== Provided records ==
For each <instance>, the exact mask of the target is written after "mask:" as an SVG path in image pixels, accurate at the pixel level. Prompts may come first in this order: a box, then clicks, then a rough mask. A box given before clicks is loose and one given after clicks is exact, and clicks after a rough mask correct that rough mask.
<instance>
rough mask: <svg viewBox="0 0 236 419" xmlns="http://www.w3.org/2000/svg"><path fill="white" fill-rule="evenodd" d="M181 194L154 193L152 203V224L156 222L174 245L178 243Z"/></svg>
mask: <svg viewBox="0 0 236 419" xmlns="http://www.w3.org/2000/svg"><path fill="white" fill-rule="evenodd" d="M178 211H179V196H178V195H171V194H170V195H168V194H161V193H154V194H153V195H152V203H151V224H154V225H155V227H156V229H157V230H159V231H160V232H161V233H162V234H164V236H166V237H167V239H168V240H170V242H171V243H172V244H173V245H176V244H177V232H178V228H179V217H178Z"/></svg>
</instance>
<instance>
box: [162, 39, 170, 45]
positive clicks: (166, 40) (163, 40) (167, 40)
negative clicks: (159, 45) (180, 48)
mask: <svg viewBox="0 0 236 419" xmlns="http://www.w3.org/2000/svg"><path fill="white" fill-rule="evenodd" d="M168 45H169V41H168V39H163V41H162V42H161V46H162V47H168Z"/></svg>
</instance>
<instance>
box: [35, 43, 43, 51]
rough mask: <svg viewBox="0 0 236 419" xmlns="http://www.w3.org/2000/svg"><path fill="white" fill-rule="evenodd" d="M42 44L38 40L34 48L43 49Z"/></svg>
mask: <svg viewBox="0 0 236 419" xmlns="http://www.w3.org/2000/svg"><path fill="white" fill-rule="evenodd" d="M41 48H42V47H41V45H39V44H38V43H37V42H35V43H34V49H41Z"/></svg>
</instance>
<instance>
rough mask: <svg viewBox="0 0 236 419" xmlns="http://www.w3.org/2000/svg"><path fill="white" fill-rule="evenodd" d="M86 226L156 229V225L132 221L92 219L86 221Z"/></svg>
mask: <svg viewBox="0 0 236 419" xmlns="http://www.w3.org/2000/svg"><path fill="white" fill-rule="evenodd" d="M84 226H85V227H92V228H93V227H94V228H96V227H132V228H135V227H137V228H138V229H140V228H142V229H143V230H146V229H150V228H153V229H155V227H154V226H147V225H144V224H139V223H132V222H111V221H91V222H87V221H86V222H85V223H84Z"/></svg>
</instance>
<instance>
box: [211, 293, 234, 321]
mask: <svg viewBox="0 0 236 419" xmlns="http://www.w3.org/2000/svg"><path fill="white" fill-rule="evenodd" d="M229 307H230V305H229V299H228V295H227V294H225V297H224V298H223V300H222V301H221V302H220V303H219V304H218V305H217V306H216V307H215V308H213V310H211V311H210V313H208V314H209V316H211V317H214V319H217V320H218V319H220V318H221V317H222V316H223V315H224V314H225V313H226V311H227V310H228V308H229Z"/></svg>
===
What the task asks
Would you repeat each of the lines above exactly?

Task result
For each <instance>, the exact mask of the target is written after "mask:" as an SVG path in image pixels, accurate at the pixel level. Prompts may come first in this order: a box, then clicks, then a rough mask. A box given before clicks is loose and one given after clicks is exact, and clicks after a rough mask correct that rough mask.
<instance>
rough mask: <svg viewBox="0 0 236 419" xmlns="http://www.w3.org/2000/svg"><path fill="white" fill-rule="evenodd" d="M181 194L154 193L152 203V224L156 222L174 245L178 243Z"/></svg>
mask: <svg viewBox="0 0 236 419" xmlns="http://www.w3.org/2000/svg"><path fill="white" fill-rule="evenodd" d="M178 211H179V196H178V195H171V194H170V195H168V194H161V193H154V194H153V195H152V203H151V224H154V225H155V227H156V229H157V230H159V231H160V232H161V233H162V234H164V236H166V237H167V239H168V240H170V242H171V243H172V244H173V245H176V244H177V232H178V228H179V217H178Z"/></svg>
</instance>
<instance>
box: [162, 39, 170, 45]
positive clicks: (166, 40) (163, 40) (167, 40)
negative clicks: (159, 45) (180, 48)
mask: <svg viewBox="0 0 236 419" xmlns="http://www.w3.org/2000/svg"><path fill="white" fill-rule="evenodd" d="M168 45H169V41H168V39H163V41H162V42H161V46H162V47H168Z"/></svg>
</instance>
<instance>
box: [35, 43, 43, 51]
rough mask: <svg viewBox="0 0 236 419" xmlns="http://www.w3.org/2000/svg"><path fill="white" fill-rule="evenodd" d="M42 44L38 40L34 48L43 49Z"/></svg>
mask: <svg viewBox="0 0 236 419" xmlns="http://www.w3.org/2000/svg"><path fill="white" fill-rule="evenodd" d="M41 48H42V47H41V45H39V44H38V43H37V42H35V43H34V49H41Z"/></svg>
</instance>
<instance>
rough mask: <svg viewBox="0 0 236 419" xmlns="http://www.w3.org/2000/svg"><path fill="white" fill-rule="evenodd" d="M86 226L156 229V225L132 221L92 219L86 221Z"/></svg>
mask: <svg viewBox="0 0 236 419" xmlns="http://www.w3.org/2000/svg"><path fill="white" fill-rule="evenodd" d="M84 226H85V227H92V228H93V227H94V228H96V227H132V228H135V227H137V228H138V229H140V228H142V229H143V230H146V229H150V228H153V229H155V227H154V226H147V225H144V224H139V223H132V222H111V221H91V222H87V221H86V222H85V223H84Z"/></svg>
</instance>
<instance>
box: [211, 293, 234, 321]
mask: <svg viewBox="0 0 236 419" xmlns="http://www.w3.org/2000/svg"><path fill="white" fill-rule="evenodd" d="M229 307H230V305H229V299H228V295H227V294H225V297H224V298H223V300H222V301H221V302H220V303H219V304H218V305H217V306H216V307H215V308H213V310H211V311H210V313H208V314H209V316H211V317H214V319H217V320H218V319H220V318H221V317H222V316H223V315H224V314H225V313H226V311H227V310H228V308H229Z"/></svg>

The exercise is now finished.